> **Goal**
Count the lines in the items below that contain the string "cable", treating uppercase and lowercase letters as distinct. Give only the number.

--- Begin ---

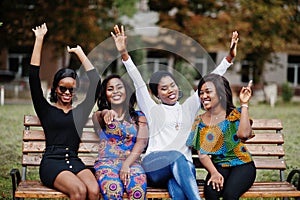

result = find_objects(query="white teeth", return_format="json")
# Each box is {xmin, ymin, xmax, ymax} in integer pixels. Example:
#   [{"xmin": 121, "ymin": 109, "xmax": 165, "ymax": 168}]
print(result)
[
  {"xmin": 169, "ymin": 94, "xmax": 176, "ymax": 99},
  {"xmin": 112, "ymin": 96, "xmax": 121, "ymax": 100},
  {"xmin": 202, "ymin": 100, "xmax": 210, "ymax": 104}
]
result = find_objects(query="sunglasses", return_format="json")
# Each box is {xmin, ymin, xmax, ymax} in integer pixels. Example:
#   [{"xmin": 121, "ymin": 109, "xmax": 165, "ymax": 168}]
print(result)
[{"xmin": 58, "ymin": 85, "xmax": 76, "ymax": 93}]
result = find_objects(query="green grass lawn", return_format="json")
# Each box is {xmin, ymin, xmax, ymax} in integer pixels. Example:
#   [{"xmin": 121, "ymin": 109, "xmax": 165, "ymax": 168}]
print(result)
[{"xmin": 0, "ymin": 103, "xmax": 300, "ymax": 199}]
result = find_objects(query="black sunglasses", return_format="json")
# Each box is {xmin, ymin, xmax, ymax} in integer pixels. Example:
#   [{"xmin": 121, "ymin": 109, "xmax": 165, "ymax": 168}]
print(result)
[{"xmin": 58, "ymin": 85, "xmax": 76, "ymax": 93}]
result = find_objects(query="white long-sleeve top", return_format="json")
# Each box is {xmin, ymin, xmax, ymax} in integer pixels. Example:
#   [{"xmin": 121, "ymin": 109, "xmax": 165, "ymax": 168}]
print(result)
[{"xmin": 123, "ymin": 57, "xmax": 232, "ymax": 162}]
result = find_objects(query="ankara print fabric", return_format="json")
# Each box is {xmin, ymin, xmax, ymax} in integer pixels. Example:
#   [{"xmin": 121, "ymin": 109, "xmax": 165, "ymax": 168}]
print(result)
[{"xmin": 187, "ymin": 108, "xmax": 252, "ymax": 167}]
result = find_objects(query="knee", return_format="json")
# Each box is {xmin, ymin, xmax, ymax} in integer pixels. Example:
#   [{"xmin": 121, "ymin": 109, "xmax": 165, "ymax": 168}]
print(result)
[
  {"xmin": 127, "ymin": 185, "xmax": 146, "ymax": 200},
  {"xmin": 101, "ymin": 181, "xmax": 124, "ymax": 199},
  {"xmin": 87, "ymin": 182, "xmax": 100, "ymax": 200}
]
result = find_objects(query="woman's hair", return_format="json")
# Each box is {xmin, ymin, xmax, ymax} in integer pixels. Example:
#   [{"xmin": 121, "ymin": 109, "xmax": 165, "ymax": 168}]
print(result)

--- End ---
--- Begin ---

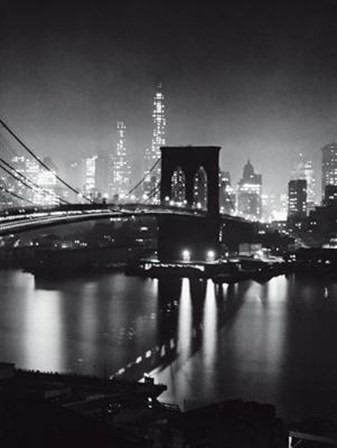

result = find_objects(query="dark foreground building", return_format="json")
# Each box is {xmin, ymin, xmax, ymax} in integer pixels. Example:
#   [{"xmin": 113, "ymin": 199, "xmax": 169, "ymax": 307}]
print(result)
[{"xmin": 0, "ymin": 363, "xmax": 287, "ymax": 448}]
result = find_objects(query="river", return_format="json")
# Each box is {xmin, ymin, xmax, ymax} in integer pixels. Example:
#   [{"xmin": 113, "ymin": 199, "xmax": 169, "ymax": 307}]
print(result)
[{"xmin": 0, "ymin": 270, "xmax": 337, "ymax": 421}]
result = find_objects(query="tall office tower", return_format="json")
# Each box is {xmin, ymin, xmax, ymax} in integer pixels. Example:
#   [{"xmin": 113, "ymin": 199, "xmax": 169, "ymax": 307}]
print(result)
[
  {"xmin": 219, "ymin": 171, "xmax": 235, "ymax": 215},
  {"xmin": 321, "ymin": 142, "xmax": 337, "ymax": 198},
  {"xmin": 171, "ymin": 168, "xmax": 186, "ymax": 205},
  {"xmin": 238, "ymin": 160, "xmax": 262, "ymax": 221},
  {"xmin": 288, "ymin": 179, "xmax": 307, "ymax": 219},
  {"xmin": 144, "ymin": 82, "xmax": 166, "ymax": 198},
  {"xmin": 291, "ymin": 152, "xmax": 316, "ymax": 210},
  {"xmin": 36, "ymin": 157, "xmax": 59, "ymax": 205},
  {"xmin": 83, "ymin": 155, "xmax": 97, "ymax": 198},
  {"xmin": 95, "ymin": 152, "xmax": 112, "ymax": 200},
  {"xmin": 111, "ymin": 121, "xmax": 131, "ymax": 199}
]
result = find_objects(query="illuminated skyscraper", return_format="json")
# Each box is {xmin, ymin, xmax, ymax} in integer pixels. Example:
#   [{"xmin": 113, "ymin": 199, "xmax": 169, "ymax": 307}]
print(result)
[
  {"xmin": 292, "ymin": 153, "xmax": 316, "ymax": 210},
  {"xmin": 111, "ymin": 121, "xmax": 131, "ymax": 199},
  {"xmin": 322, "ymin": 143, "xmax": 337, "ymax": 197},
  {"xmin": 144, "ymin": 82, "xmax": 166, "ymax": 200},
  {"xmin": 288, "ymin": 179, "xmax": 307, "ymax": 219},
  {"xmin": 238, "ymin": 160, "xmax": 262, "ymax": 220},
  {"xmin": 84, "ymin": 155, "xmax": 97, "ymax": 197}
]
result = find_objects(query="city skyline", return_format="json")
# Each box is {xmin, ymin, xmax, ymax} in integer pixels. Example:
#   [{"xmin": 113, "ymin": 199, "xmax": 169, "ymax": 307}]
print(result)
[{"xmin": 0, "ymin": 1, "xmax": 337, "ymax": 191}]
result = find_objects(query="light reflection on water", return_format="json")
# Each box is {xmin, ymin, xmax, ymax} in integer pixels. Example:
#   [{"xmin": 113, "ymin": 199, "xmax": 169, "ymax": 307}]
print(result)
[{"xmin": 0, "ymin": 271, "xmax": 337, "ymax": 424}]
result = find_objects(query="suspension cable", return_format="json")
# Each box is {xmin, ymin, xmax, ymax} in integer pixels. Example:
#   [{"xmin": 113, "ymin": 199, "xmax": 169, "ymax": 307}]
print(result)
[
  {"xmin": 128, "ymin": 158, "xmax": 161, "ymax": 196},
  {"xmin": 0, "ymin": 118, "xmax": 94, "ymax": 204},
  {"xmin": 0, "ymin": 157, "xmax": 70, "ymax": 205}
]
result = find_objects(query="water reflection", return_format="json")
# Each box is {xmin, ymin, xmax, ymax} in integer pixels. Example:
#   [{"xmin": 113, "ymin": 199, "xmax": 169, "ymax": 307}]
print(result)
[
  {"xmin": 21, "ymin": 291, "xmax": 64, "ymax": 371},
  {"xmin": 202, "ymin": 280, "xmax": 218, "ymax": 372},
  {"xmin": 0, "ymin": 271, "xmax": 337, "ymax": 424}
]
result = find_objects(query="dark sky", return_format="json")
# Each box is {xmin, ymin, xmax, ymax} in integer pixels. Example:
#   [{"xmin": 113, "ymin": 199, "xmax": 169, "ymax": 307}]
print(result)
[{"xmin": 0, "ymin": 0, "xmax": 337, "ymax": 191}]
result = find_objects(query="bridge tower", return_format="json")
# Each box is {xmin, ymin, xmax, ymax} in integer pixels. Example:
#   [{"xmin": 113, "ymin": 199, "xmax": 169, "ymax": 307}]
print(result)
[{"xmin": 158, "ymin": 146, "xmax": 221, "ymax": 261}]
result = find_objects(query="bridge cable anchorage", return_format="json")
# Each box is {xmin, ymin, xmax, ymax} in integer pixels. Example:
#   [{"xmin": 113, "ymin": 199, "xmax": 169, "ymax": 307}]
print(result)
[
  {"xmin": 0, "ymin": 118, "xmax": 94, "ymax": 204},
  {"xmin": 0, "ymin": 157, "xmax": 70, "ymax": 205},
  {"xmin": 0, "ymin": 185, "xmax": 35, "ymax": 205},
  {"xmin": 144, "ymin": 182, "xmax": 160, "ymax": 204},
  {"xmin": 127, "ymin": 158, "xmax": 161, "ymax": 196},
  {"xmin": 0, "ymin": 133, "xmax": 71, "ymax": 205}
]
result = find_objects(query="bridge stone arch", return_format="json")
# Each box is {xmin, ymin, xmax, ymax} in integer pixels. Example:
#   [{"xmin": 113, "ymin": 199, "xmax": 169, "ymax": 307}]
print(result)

--- End ---

> **Worked answer**
2